Text section:
Arrive Dubrovnik 13th Sept to "follow my nose". Only committment I have is a flight from Rome 1st Oct (will decide how to & where from I will return to Italy later). Happy to people watch, stroll the streets & parks, soak up the atmosphere & look at "historical sights" from the outside (not a museum/ church fan.) Would like to see some islands, Plitvice & perhaps some of Istria (by public transport/ local guide or organised tour). Any ideas for places to stay as I prefer to stay in neighbouring towns & take the bus in & out?
I am happy to see what I see in the short time I am there. Was recommended to visit Montenegro, Hvar, Korcula, Trogir & "truffle zone". Will appreciate any feedback, many thanks.

Posted by
6697 posts

I think trying to cover the whole country in 14 days is too much - Istria is about as far from Dubrovnik as you can get (of course you can fly though through Zagreb to get there). Check out a book on Croatia (Rick Steves, Lonely Planet, Rough Guide, etc) and see what you can do in the southern and mid Adriatic coastline, and perhaps leave the north for another trip. In 12 days, I was able to cover only the area between Split and Montanegro and there were a few very busy/long days. In mid Sept, the ferry schedule (jadrolinjia) to some islands is also less frequent than summer, so you should consider that also.

Posted by
2788 posts

I took RS Adriatic tour in June & July of this year and found it interesting as I had never been in that part of Europe before, at least most of it.
I would suggest you go to RS Tours elsewhere on this web site and click thru to get to his Adriatic tour and view its itinerary to see where we went and also get his guide book on Croatia & Slovenia that is full of very good information.

Posted by
5011 posts

You have just under 2 weeks of usable time (arrival day doesn't count, and you'll burn a day or two getting to Rome for departure). Croatia is not a huge country, but getting from place to place can take a while, especially if you are going by public transit. It's going to be difficult to visit all the places you list via public transit without spending all your time on a bus/ferry. Also be careful that outside of "high season" ferry & bus schedules may be very limited (some ferries shut down completely). That said, I found that one full day in Dubrovnik was enough for me. It does make a good base for a day trip to Kotor. Istria (which is the "truffle zone") will be difficult without a car or without dropping other places due to time.

Posted by
8 posts

Thanks for the feedback, have taken all responses on board & will definately stick just to the immediate Dalmatia coast leaving the northern parts for another time. As I prefer to bus it into Dubrovnik town for a day, I am interested to stay in Cavtat (also use it as a base for a day to 2 to relax with a day to Kotor). Will then head to Split via some islands. Any preferred spots to stay near Dubrovnik city other than Cavtat? Thanks again

Posted by
5011 posts

We stayed in the old city (Dubrovnik) inside the walls and loved it so can't offer suggestions for elsewhere. That said - like in other places that have become "too popular" (for my tastes, at least), early mornings and after dinner were the only times that the city was not packed shoulder-to-shoulder with cruise ship people, so we were very glad we stayed in the old center. If we had stayed elsewhere, we would have never seen the place without the streets being packed. Just something to factor into your plans.

Records supplied:
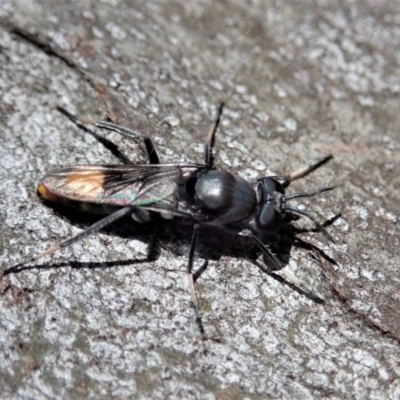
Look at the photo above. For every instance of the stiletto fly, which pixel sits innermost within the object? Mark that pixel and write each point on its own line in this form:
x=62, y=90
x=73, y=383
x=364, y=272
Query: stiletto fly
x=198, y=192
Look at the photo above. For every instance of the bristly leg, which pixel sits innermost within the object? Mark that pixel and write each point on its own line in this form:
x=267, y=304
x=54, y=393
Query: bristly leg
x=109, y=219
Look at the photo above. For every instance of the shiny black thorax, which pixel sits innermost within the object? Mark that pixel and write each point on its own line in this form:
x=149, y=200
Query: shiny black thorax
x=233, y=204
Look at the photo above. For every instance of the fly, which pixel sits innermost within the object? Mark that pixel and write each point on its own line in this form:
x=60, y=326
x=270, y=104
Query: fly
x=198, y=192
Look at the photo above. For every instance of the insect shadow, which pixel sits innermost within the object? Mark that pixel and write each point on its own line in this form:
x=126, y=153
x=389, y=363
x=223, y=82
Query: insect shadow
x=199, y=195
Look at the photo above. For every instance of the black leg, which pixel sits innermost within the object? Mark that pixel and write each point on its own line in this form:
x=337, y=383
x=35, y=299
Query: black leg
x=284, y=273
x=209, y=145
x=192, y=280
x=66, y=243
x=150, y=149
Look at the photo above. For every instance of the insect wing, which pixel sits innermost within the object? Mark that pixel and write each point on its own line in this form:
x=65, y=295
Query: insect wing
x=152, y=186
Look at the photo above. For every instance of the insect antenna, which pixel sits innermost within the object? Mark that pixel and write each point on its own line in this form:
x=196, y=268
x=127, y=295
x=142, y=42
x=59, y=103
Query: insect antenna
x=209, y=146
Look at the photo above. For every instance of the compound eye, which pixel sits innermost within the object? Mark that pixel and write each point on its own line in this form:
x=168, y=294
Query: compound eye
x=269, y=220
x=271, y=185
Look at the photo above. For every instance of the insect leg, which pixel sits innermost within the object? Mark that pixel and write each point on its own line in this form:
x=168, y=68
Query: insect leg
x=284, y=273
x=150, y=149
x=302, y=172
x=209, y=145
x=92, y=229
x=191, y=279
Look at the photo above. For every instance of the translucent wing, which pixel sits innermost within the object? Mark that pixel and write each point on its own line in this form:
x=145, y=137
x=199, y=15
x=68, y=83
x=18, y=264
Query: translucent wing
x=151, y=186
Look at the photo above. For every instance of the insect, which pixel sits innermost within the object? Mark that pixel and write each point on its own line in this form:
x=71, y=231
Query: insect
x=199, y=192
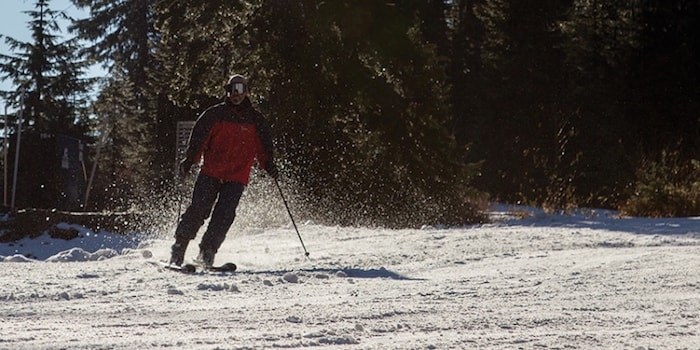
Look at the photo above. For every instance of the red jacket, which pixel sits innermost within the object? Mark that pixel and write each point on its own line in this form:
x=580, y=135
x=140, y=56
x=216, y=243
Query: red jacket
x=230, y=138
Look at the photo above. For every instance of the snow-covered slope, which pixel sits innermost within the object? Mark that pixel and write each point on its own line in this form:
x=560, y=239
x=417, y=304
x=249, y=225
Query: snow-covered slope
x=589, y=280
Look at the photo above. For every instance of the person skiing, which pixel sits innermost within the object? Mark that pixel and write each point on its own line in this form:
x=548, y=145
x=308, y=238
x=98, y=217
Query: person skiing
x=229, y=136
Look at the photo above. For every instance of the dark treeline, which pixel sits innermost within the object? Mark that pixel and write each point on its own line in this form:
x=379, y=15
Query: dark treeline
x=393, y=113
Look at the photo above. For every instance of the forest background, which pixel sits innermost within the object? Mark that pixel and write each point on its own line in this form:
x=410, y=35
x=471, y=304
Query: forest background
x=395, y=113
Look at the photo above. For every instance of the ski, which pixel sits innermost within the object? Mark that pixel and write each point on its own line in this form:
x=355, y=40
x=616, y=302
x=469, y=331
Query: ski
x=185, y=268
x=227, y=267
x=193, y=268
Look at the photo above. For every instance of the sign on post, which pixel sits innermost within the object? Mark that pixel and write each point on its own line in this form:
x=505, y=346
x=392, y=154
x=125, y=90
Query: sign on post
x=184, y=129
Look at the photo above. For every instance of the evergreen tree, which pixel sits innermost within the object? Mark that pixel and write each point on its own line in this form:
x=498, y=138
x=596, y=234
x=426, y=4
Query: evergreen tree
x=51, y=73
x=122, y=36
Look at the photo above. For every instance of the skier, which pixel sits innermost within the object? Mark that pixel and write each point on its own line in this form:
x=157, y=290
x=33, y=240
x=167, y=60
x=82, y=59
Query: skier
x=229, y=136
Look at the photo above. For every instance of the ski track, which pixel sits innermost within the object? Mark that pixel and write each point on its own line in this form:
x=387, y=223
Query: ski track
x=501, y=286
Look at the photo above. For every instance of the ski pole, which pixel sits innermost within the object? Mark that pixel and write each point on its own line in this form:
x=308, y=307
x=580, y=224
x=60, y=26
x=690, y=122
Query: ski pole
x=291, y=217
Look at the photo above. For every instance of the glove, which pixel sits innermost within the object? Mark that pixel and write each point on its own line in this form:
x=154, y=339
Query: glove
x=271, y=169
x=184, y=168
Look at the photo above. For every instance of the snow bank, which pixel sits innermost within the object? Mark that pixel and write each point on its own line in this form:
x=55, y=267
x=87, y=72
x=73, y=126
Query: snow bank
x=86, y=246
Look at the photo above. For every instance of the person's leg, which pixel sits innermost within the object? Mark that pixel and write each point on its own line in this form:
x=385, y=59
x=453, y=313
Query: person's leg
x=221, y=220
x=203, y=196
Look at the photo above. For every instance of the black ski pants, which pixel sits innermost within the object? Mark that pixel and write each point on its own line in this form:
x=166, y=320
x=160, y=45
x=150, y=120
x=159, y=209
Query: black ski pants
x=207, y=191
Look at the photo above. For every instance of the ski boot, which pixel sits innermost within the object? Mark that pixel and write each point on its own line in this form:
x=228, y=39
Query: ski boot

Directions:
- a) Copy the records word for word, starting at the line that contains "the black ski" and ending at the last line of the records.
- b) Extend the forum thread about planning a Croatia trip, picking up after its final post.

Answers per task:
- a)
Look at the photo above. For every instance of the black ski pants, which pixel sits innermost within the object? Mark that pixel and write each point on its own line in this form:
x=166, y=320
x=160, y=45
x=150, y=120
x=159, y=209
Query: black ski pants
x=207, y=191
Look at the photo above. For every instance of the ski boot, which pixel sits innermost within the object? Mark that pixel and write each point on its own line in this form:
x=228, y=39
Query: ski boot

- b)
Posted by
8 posts

Thanks David, much appreciated, any other handy hints will always be welcome. After confirming ferry schedule between islands, appears best to do either an arranged boatcruise to fit in quiet a few islands (day after day after day itinery) OR choose 1 or 2 islands & independently bus it straight to their neighbouring mainland port, & ferry from there. Any good local island hopping boat/tour agencies to contact?
I do not fancy fighting my way to the toilet bowl with boozecruises...rather leave them in peace. Looking forward to any other tips. Cheers

Posted by
47 posts

Although I agree that trying to fit in the whole cvountry in two weeks isn't advisable, do try to fit in Plitvice- you could go on your way to Zagreb to catch a plane to Rome. We havd a week and did Plitvice, Split, Dubrovnik, and the island of Miljet. We only spent a day in Split but I quite liked it- it's different from Dubrovnik and has a more "lived in" feel. We stayed here in Dubrovnik and thought it was quite nice- a short bus ride or longish walk to the old town, there was a great daily fruit and vegetable market nearby, and some cheaper eateries than old town. Every morning we walked to the market to get cherries, followed by expresso and a pastry. Also close to ferry terminal.
http://www.bokun-guesthouse.com/

Posted by
2129 posts

Although many suggest that Croatia in 2 weeks is too much, I don't agree with that. I think the whole country is doable with 3 bases - Dubrovnik, Zagred, and Istria. Unless you are a beach fanatic, 2 weeks on the beach is way too much - it would drive me nuts. Plitvice Lakes is 1 day, and you can do it from the Zagreb base. The Istria base is for the northern coast. However, I would rent a car. For some reason, Americans think that Europe is like driving on Mars. Driving in Croatia is very very easy, and with 2+ persons, I would definitely do that (you don't say what your party size is). We rented a mid-size car 2 Y ago, and it cost USD 650 for 14 days. We had 5.

Posted by
5011 posts

For a trip to Croatia that's less than 2 weeks of usable time, here's your menu: A. See a good portion of the country, including all of the following: Istria, Plitvice, Dubrovnik, Trogir, and multiple islands - Hvar & Korcula. Montenegro, too. B. Do it all via public transportation - without renting a car.
C. Have an enjoyable trip. Pick any two from the list above - that's what you get. Agree that driving in Croatia is easy, fun and makes for efficient itineraries. Once you get away from the islands and a couple big cities, a car is really necessary unless you have time to burn. Except in those places where a car is only a headache (those islands, those cities...). Part of Croatia, you really need a car. Part of it, you don't want a car.